BEGIN Data under study

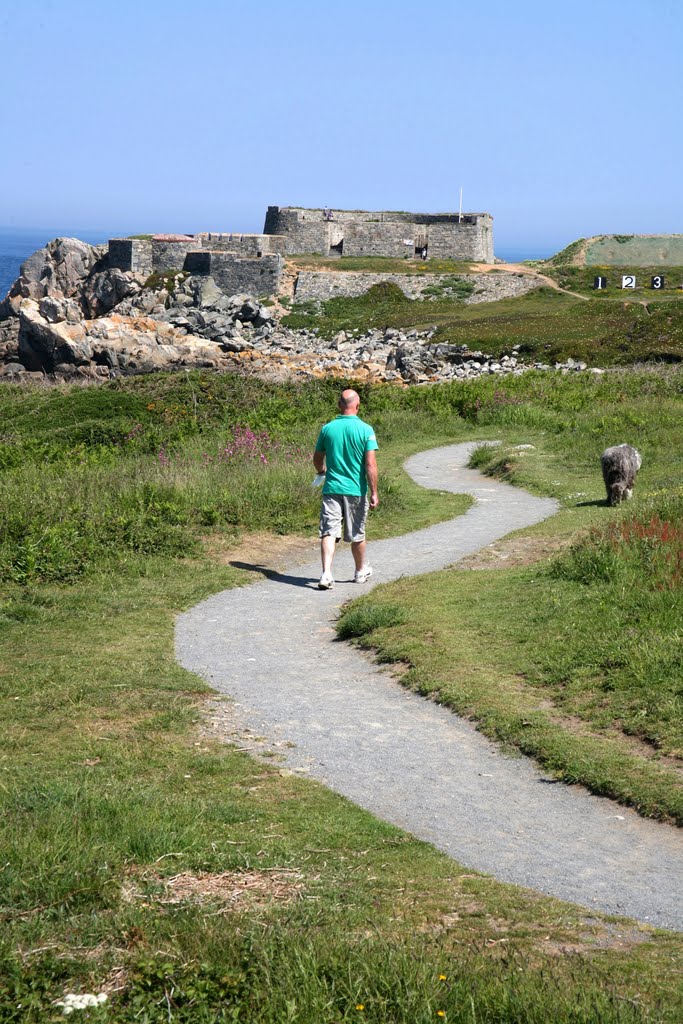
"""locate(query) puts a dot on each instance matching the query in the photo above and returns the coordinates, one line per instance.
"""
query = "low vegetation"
(379, 264)
(549, 326)
(577, 662)
(581, 279)
(180, 877)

END Data under study

→ Exercise requirements:
No picture belongs in the copy. Print every entry above exactly as it stands.

→ Answer below:
"""locate(query) puts a dot on each instance matching the query in the photo above and returns the coordinates, one line per instance.
"""
query = "low vegetation"
(379, 264)
(549, 326)
(577, 662)
(581, 279)
(180, 877)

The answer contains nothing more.